(Referring expression data)
--- START ---
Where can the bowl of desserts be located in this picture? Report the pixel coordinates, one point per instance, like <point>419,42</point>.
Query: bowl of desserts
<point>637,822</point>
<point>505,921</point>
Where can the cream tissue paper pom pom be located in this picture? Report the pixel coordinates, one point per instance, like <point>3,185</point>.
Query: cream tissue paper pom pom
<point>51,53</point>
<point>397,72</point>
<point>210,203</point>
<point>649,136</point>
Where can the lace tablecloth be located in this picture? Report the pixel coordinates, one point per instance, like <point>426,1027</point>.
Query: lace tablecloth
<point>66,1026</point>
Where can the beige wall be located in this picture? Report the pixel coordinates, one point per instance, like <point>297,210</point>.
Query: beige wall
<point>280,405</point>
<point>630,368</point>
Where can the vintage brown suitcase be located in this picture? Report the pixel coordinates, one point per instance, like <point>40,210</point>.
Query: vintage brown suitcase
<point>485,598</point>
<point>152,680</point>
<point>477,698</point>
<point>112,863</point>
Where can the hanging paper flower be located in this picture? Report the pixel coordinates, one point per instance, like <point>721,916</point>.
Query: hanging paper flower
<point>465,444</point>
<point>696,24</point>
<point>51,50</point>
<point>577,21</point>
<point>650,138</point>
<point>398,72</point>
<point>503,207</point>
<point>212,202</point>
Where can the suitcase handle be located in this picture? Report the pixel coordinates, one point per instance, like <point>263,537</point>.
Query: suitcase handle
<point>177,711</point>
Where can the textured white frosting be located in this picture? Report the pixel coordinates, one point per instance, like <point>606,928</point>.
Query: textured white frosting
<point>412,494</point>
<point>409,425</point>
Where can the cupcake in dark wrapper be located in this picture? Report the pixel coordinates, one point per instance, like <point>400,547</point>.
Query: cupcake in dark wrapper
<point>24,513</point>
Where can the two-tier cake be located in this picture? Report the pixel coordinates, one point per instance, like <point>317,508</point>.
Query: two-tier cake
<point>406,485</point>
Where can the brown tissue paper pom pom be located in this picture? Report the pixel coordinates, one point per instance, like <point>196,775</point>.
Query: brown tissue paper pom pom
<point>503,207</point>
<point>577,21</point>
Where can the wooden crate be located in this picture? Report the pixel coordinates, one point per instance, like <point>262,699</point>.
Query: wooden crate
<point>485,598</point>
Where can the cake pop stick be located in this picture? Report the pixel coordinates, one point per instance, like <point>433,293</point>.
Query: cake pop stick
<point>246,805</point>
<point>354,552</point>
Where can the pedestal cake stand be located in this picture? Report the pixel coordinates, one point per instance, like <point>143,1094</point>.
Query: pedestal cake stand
--- END ---
Task statement: Extract every record and return it verbatim.

Reply:
Where can the bowl of desserts be located in this picture? Report the pixel coordinates, one point per instance, like <point>419,42</point>.
Query: bowl of desserts
<point>637,822</point>
<point>505,921</point>
Where can the cream tissue paper pom pom be located in this picture? Report the pixel coordinates, one point per instance, like <point>3,185</point>.
Query: cream tissue paper pom pom
<point>51,53</point>
<point>397,72</point>
<point>210,203</point>
<point>649,136</point>
Where can the lace tablecloth be located in this picture? Report the pixel coordinates, one point per instance, like <point>426,1027</point>.
Query: lace tablecloth
<point>66,1026</point>
Where can the beige wall be located in this picture? Report the pixel coordinates, one point per instance, like <point>297,210</point>.
Query: beige wall
<point>280,405</point>
<point>630,368</point>
Where can the vintage brown suitcase be located in this picture? Report the pixel coordinates, one point per instance, like <point>40,210</point>.
Query: vintage brown suitcase
<point>485,598</point>
<point>152,680</point>
<point>477,698</point>
<point>112,863</point>
Where can the hanging paper flower be located in this picture? Report the pixel coordinates, one point per instance, like <point>721,916</point>.
Query: hanging paper flower
<point>465,444</point>
<point>696,24</point>
<point>51,50</point>
<point>577,21</point>
<point>650,138</point>
<point>398,72</point>
<point>503,207</point>
<point>212,202</point>
Where can the suitcase handle be located in this picture? Report the pixel coordinates, one point per instance, like <point>263,537</point>.
Query: suitcase handle
<point>177,711</point>
Where can the textured white frosting be located in this picture? Report the pixel coordinates, one point per instance, like <point>606,928</point>.
Query: textured white frosting
<point>412,494</point>
<point>409,425</point>
Where can the cupcake in dark wrapper be located in this picture? Report the pixel coordinates, one point per instance, like <point>400,547</point>.
Query: cupcake in dark wrapper
<point>24,513</point>
Where can the two-tier cake be located in this picture? Report the pixel coordinates, one point per instance, like <point>317,508</point>.
Query: two-tier cake
<point>406,485</point>
Where can the brown tissue paper pom pom be located in this picture? Report the pixel coordinates, one point per instance, like <point>196,775</point>.
Query: brown tissue paper pom pom
<point>503,207</point>
<point>577,21</point>
Where can the wooden crate be located in this picture? Report the pixel coordinates, one point per instance, like <point>262,699</point>.
Query: wooden crate
<point>485,598</point>
Where can the cake pop stick be located in this picture? Report the pixel coordinates, one point per instance, like <point>433,293</point>.
Query: cake pop stick
<point>246,805</point>
<point>354,552</point>
Where can the pedestal cake stand be located in this picture? Report the pixel coordinates, one point per instance, like <point>143,1094</point>.
Query: pedestal cake stand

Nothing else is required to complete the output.